TASK INSTRUCTIONS ::
What you produce should be an exact transcription of the data, minus any pictures.

RECORDS TO PROCESS ::
★ ★ ★ ★ ★ ★ ★
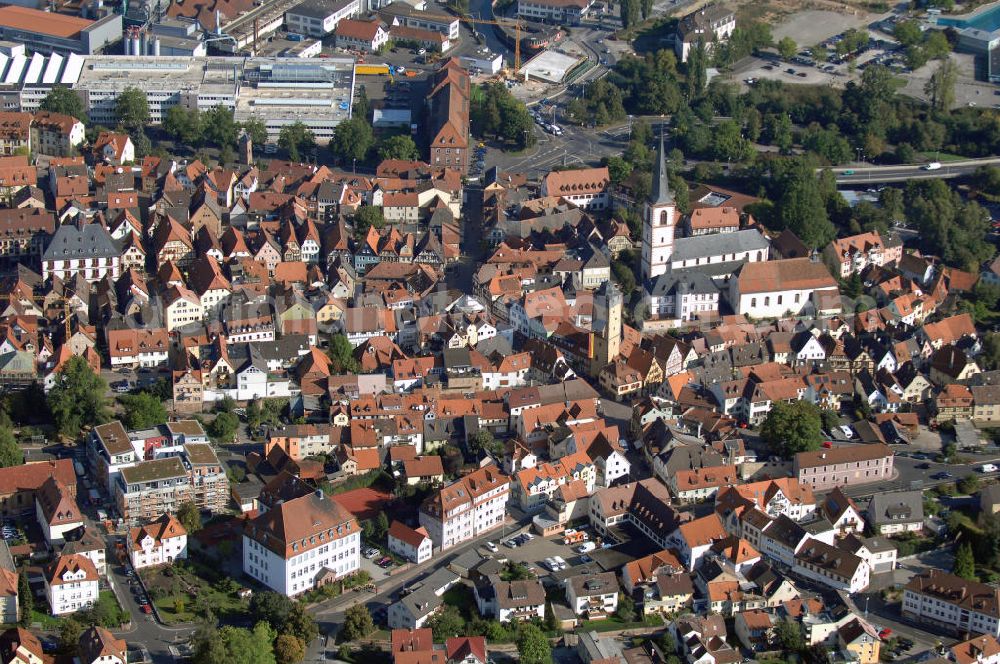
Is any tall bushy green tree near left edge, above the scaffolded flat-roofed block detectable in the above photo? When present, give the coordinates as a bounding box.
[48,355,108,436]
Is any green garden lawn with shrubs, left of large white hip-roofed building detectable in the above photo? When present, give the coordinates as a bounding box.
[143,564,247,624]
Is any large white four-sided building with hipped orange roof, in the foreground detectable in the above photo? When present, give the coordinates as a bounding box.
[243,491,361,597]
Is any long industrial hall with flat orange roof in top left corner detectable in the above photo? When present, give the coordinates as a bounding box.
[0,5,122,55]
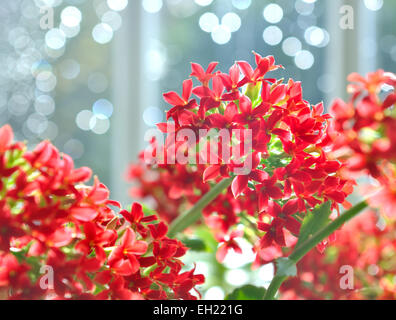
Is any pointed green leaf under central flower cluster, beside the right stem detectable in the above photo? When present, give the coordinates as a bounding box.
[295,201,331,248]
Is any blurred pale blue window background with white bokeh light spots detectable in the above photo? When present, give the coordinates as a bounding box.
[0,0,396,298]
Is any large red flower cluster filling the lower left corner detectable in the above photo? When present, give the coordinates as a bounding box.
[0,125,204,299]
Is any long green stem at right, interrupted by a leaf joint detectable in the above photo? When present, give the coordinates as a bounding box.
[264,201,368,300]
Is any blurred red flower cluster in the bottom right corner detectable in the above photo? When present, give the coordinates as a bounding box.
[281,210,396,300]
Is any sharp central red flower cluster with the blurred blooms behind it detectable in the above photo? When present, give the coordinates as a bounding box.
[129,53,352,264]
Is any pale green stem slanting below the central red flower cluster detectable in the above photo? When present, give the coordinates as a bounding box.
[168,178,233,237]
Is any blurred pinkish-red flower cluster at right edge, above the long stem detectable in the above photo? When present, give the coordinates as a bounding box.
[329,70,396,217]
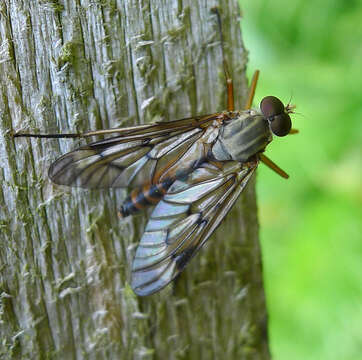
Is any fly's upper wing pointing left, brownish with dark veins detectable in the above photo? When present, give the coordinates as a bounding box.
[49,114,221,188]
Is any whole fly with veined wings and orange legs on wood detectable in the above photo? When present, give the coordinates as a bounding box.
[14,9,296,296]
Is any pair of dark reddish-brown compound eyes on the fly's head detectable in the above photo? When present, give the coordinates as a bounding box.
[260,96,292,136]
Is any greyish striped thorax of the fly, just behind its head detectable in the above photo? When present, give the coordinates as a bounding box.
[211,110,272,162]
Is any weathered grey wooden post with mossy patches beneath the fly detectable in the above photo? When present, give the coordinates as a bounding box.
[0,0,269,359]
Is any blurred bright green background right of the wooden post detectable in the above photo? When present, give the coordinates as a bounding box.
[240,0,362,360]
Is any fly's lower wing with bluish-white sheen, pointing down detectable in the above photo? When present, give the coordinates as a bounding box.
[131,160,258,296]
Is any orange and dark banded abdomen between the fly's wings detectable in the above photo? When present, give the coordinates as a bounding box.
[120,178,174,217]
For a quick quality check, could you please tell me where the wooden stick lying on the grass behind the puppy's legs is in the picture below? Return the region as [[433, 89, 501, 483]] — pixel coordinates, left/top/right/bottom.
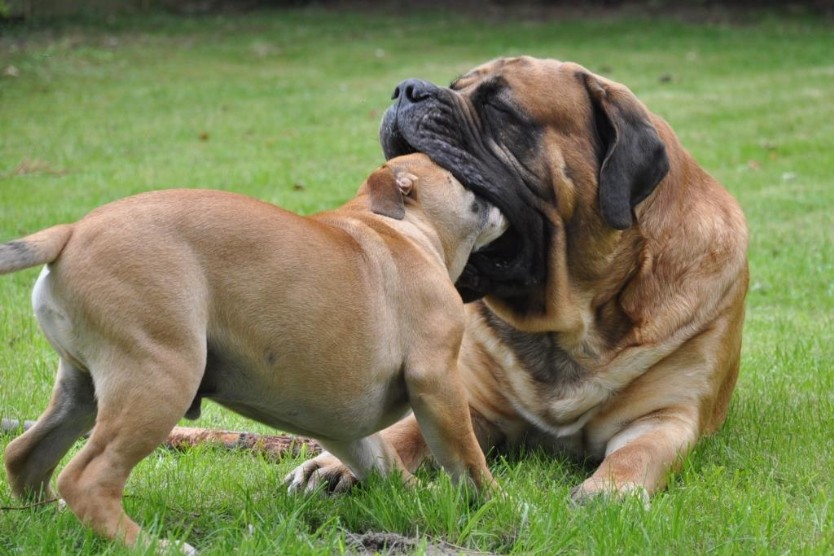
★ ★ ★ ★ ★ ★ ★
RESPONSE ::
Is any tall bushy green tree near left edge, above the scaffolded flat-roofed block detectable in the above photo? When present, give the coordinates as a bounding box.
[48,355,108,436]
Is any green garden lawn with shrubs, left of large white hip-roofed building detectable in the above photo? When present, give the coordinates as a bounding box.
[143,564,247,624]
Is any large white four-sided building with hipped orange roof, in the foreground detectable in the above photo? When present, give the coordinates as a bounding box.
[243,491,361,597]
Is any long industrial hall with flat orange roof in top left corner detectable in the above photo? When present, give the coordinates as a bounding box.
[0,5,122,55]
Is any pointed green leaf under central flower cluster, beside the right stem detectable in the above photo? When present, give the coordinates as a bounding box.
[295,201,331,248]
Is any blurred pale blue window background with white bokeh light spots detectable in the above photo? When present, give the coordinates as a bounding box.
[0,0,396,298]
Is any large red flower cluster filling the lower left corner detectable in the above photo? When present, give the coordinates as a bounding box.
[0,125,204,299]
Is any long green stem at right, interrupted by a leaf joint detectable in the above photo? When present, give the coordinates as a bounding box.
[264,201,368,300]
Is any blurred red flower cluster in the bottom right corner detectable in the above photo? When present, give the coordinates as a bounding box.
[281,210,396,300]
Is any sharp central red flower cluster with the blurred blooms behind it detectable in the above photo? When present, give the coordinates as a bounding box.
[129,53,352,264]
Is any pale green stem slanting below the central red flower cluster detectable in the above photo? When present, give the coordinates as a bounding box.
[168,178,233,237]
Is any blurred pinkish-red flower cluster at right edge, above the long stem detectable in the above photo? When present, give the coordinates as a bounding box.
[329,70,396,217]
Is any fly's upper wing pointing left, brownish with dark veins detectable in the above photo? When present, give the coordinates as a bounding box.
[49,114,221,188]
Is any whole fly with veined wings and orange legs on wood detectable in the above photo? When present, give the coordinates as a bounding box.
[14,9,296,296]
Is any pair of dark reddish-brown compound eyes on the fly's head detectable in the above photo? When present, give the coordinates as a bounding box.
[260,96,292,136]
Is any greyish striped thorax of the fly, just behind its head detectable in the above photo? When present, give the coordinates as a bounding box.
[211,110,272,162]
Is any weathered grey wooden post with mossy patches beneath the fly detectable in the above photo? When present, give the coordinates as a bounding box.
[0,0,269,359]
Is any blurred bright green background right of the wooden post detectable in the above photo? When present, give the coordinates as a bounding box.
[240,0,362,360]
Is any fly's lower wing with bluish-white sheen, pointing down detectable in the above photo? When present, give the coordinates as a bounding box.
[131,160,258,296]
Is any orange and dark banded abdomen between the fly's wings detectable in the above photo? When present, give the coordinates as a bounding box.
[120,178,174,217]
For a quick quality check, could you please tell me where the wooden stick lying on the grass behind the puppy's legs is in the picture below? Return the region as [[433, 89, 501, 483]] — pixel coordinates, left/top/right/bottom.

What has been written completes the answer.